TASK INSTRUCTIONS:
Could you reproduce the listing from the line that has "Can you find the white alarm" through the line that has "<point>477,122</point>", swapping "lamp shade" for "light shade" and leaving everything else as it stands?

-- START --

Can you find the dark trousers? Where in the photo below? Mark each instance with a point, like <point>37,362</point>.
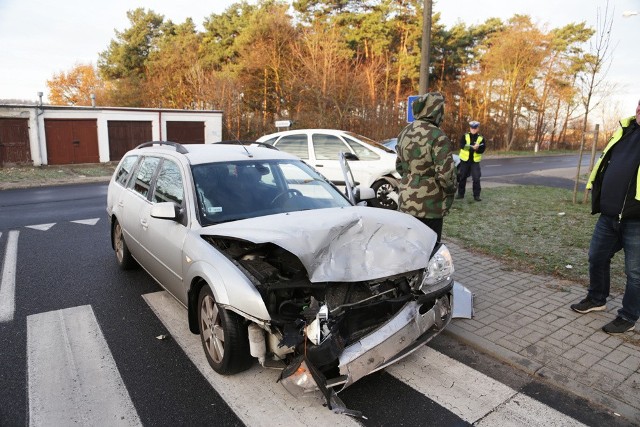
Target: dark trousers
<point>609,236</point>
<point>464,170</point>
<point>435,224</point>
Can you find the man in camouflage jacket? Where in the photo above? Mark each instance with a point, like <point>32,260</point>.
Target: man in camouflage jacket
<point>425,164</point>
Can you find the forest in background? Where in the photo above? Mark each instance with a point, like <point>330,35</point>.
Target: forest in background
<point>350,65</point>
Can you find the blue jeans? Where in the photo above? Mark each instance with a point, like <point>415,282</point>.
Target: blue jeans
<point>609,236</point>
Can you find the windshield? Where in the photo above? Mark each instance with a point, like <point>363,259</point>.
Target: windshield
<point>369,141</point>
<point>229,191</point>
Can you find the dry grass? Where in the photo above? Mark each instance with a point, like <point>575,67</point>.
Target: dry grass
<point>33,176</point>
<point>538,229</point>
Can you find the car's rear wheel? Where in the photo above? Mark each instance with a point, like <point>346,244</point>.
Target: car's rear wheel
<point>123,256</point>
<point>382,188</point>
<point>223,335</point>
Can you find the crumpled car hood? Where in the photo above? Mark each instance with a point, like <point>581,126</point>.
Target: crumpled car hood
<point>341,244</point>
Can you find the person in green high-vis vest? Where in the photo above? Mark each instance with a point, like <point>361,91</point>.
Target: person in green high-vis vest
<point>472,145</point>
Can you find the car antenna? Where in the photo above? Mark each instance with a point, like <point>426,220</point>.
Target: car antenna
<point>245,148</point>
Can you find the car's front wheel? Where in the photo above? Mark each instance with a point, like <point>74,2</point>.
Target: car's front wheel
<point>223,335</point>
<point>382,188</point>
<point>123,256</point>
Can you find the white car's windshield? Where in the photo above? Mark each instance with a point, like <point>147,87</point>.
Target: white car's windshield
<point>229,191</point>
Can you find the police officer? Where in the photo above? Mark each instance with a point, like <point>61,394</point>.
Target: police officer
<point>472,145</point>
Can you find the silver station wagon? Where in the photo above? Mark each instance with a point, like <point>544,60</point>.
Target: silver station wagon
<point>273,263</point>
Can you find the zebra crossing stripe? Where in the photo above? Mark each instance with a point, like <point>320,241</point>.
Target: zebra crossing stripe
<point>8,281</point>
<point>41,227</point>
<point>72,376</point>
<point>92,221</point>
<point>253,395</point>
<point>471,395</point>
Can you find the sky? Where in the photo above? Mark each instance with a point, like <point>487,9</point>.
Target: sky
<point>39,38</point>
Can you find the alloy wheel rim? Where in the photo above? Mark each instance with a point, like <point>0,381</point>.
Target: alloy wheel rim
<point>211,327</point>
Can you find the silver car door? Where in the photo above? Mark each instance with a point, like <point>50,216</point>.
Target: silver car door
<point>164,238</point>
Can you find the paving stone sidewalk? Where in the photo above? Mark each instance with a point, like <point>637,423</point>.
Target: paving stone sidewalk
<point>525,320</point>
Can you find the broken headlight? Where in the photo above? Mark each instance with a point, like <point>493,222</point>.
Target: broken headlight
<point>440,268</point>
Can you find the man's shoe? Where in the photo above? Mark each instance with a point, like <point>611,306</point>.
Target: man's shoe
<point>586,306</point>
<point>618,326</point>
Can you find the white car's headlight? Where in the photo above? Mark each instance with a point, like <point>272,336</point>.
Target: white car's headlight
<point>440,268</point>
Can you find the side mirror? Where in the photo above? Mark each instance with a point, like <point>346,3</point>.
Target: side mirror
<point>165,210</point>
<point>364,193</point>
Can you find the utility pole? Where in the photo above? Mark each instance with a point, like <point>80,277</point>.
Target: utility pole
<point>425,47</point>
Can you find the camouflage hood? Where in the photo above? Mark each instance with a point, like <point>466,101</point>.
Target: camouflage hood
<point>429,107</point>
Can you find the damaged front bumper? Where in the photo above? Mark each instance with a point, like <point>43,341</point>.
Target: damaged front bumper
<point>402,335</point>
<point>407,331</point>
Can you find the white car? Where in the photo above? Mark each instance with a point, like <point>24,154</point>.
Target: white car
<point>273,263</point>
<point>373,164</point>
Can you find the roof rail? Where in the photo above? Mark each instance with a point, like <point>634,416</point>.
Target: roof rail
<point>179,147</point>
<point>247,142</point>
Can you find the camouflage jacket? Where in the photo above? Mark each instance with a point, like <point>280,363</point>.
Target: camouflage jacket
<point>425,163</point>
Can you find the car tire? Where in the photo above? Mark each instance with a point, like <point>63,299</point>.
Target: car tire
<point>223,335</point>
<point>123,256</point>
<point>382,188</point>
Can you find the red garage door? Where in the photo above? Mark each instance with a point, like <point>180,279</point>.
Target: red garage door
<point>125,136</point>
<point>71,141</point>
<point>186,132</point>
<point>14,141</point>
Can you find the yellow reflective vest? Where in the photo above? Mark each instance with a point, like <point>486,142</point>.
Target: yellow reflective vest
<point>624,123</point>
<point>464,152</point>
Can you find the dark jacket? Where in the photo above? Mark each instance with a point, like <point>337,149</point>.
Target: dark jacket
<point>631,207</point>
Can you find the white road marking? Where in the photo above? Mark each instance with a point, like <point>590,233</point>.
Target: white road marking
<point>72,377</point>
<point>8,283</point>
<point>253,395</point>
<point>41,227</point>
<point>92,221</point>
<point>473,396</point>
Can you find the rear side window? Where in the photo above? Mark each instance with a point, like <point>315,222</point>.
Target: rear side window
<point>328,147</point>
<point>124,171</point>
<point>361,151</point>
<point>294,144</point>
<point>145,172</point>
<point>169,186</point>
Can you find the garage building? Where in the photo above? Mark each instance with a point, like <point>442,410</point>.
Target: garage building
<point>56,135</point>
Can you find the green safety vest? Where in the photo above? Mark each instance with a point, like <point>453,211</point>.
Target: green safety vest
<point>464,152</point>
<point>624,123</point>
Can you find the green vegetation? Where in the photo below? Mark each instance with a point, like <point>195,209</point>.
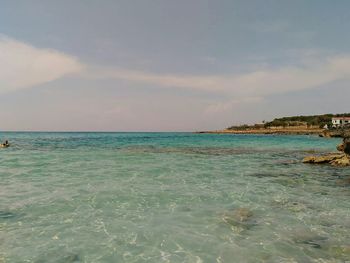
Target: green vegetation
<point>312,120</point>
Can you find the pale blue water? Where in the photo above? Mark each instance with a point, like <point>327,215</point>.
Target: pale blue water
<point>170,197</point>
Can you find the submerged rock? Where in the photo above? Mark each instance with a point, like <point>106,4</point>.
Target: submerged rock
<point>335,159</point>
<point>7,215</point>
<point>310,239</point>
<point>241,218</point>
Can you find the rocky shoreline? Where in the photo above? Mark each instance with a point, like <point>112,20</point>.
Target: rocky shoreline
<point>276,130</point>
<point>341,158</point>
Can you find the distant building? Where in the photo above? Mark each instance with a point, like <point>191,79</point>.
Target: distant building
<point>340,121</point>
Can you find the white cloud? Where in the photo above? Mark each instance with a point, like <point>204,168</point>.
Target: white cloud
<point>22,65</point>
<point>257,83</point>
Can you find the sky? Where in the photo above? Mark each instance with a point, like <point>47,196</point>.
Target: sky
<point>163,65</point>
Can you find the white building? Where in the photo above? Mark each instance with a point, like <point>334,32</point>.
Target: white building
<point>340,121</point>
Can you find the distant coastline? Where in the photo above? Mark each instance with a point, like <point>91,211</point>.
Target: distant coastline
<point>271,130</point>
<point>323,125</point>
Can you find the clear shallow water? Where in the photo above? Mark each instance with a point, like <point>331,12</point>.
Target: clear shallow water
<point>171,197</point>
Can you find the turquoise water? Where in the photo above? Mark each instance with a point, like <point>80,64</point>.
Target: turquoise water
<point>171,197</point>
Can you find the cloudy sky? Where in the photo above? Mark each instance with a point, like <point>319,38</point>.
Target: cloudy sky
<point>164,65</point>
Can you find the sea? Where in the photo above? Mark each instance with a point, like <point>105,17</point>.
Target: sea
<point>171,197</point>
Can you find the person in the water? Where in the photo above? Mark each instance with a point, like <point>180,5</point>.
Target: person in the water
<point>5,144</point>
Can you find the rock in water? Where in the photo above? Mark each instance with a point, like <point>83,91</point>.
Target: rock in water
<point>239,218</point>
<point>346,146</point>
<point>323,158</point>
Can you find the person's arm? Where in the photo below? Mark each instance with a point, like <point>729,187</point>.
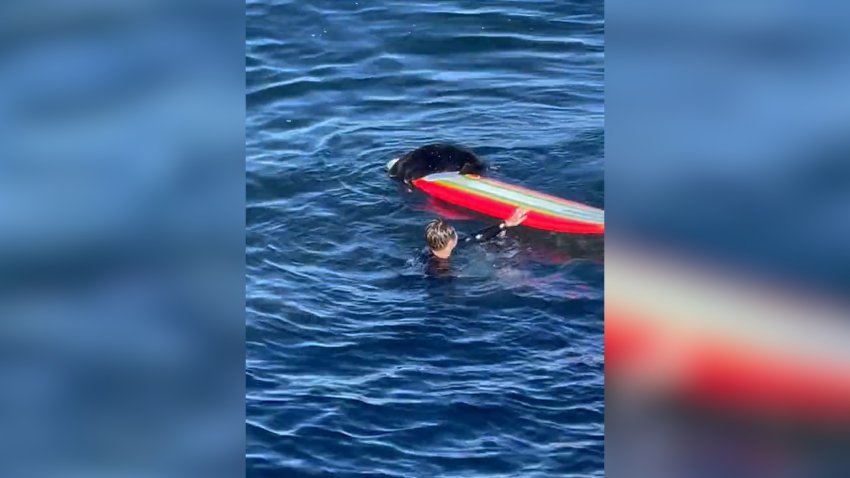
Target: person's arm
<point>487,233</point>
<point>490,232</point>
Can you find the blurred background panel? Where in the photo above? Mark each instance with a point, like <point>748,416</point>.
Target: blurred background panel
<point>121,238</point>
<point>728,191</point>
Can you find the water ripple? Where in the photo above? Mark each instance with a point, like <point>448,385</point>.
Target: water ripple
<point>357,364</point>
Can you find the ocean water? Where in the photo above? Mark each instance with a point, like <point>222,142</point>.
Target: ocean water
<point>359,365</point>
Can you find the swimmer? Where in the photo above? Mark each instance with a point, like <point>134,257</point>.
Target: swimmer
<point>441,238</point>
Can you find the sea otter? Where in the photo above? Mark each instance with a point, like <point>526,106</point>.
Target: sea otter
<point>435,158</point>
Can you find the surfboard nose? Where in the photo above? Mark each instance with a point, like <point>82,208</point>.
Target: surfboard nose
<point>391,163</point>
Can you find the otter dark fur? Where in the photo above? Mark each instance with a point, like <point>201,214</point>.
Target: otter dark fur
<point>436,158</point>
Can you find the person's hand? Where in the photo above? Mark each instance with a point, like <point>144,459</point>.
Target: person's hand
<point>516,219</point>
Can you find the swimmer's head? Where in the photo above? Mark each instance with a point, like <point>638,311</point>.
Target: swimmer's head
<point>441,237</point>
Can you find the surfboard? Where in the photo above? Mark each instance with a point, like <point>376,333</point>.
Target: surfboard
<point>499,199</point>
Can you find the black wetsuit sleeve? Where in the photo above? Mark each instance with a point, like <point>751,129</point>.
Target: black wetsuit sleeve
<point>485,234</point>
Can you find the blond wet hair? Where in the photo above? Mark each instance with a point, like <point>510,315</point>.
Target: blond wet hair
<point>439,234</point>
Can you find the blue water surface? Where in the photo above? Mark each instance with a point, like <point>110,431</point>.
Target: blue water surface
<point>358,364</point>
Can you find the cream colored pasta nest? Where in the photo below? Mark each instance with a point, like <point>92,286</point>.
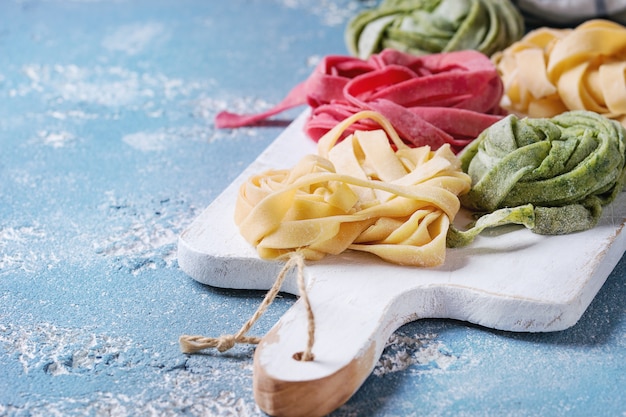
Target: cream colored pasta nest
<point>370,192</point>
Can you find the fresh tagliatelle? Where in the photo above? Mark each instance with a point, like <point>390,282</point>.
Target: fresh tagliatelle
<point>430,100</point>
<point>430,26</point>
<point>550,71</point>
<point>359,194</point>
<point>553,175</point>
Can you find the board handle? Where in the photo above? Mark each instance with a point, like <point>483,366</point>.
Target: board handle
<point>350,335</point>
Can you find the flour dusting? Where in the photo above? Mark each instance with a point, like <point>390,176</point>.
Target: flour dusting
<point>60,351</point>
<point>133,38</point>
<point>403,352</point>
<point>56,139</point>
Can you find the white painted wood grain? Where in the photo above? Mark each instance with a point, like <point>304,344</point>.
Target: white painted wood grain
<point>508,279</point>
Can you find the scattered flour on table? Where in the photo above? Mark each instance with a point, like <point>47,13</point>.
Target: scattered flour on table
<point>60,351</point>
<point>59,139</point>
<point>109,86</point>
<point>145,235</point>
<point>16,251</point>
<point>134,38</point>
<point>404,351</point>
<point>332,12</point>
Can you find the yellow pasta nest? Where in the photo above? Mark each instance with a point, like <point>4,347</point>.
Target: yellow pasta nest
<point>551,71</point>
<point>358,194</point>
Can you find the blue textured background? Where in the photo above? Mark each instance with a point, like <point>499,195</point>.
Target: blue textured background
<point>108,150</point>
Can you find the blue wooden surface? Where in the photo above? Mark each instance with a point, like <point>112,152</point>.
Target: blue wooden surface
<point>108,150</point>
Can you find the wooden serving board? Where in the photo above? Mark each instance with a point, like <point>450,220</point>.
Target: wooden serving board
<point>508,279</point>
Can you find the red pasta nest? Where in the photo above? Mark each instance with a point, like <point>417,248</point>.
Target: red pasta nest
<point>430,100</point>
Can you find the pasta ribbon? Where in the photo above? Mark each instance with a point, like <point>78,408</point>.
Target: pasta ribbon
<point>431,26</point>
<point>552,175</point>
<point>430,100</point>
<point>358,194</point>
<point>550,71</point>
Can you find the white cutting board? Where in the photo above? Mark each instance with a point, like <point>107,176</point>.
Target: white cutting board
<point>509,279</point>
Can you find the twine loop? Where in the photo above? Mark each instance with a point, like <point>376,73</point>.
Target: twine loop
<point>223,343</point>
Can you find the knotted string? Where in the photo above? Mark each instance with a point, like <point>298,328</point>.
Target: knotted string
<point>196,343</point>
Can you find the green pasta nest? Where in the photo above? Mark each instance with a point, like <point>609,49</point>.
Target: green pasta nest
<point>552,175</point>
<point>432,26</point>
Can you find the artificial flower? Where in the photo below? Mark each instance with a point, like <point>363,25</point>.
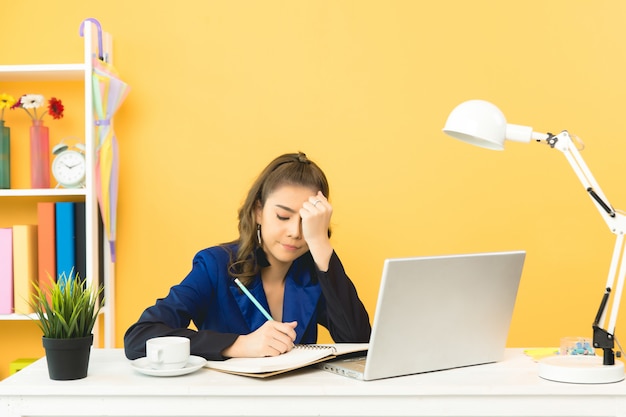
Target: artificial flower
<point>31,102</point>
<point>6,102</point>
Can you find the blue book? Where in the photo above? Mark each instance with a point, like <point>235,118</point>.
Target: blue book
<point>81,240</point>
<point>65,239</point>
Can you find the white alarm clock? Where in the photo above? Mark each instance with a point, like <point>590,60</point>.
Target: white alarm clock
<point>69,166</point>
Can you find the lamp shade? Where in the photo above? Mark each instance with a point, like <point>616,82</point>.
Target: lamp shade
<point>477,122</point>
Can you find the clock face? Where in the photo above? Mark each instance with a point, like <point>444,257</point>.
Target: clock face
<point>68,168</point>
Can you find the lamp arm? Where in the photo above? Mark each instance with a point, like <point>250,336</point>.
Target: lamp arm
<point>602,338</point>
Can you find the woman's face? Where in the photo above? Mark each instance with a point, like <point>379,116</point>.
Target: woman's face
<point>281,225</point>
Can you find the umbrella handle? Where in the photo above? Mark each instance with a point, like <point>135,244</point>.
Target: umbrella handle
<point>99,27</point>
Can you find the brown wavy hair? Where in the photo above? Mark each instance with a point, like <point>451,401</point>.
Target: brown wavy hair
<point>288,169</point>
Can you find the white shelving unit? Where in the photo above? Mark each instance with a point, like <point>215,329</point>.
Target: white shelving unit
<point>73,72</point>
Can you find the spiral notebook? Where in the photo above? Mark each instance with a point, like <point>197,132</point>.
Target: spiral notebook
<point>299,357</point>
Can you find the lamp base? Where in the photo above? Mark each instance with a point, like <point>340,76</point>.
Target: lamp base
<point>580,369</point>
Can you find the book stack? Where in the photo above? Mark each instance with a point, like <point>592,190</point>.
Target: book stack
<point>38,253</point>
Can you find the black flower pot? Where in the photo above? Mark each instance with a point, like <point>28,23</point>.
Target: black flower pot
<point>68,358</point>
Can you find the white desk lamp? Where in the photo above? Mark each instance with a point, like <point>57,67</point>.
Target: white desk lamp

-- END --

RESULT FOR THIS TASK:
Can you find the white alarm clock? Where in the photo above? Mark each instance with a point, like <point>590,60</point>.
Target: white alarm clock
<point>69,166</point>
Can you find the light shade? Where in the photo above? Mark each instance with a point, like <point>616,82</point>.
Target: light shade
<point>477,122</point>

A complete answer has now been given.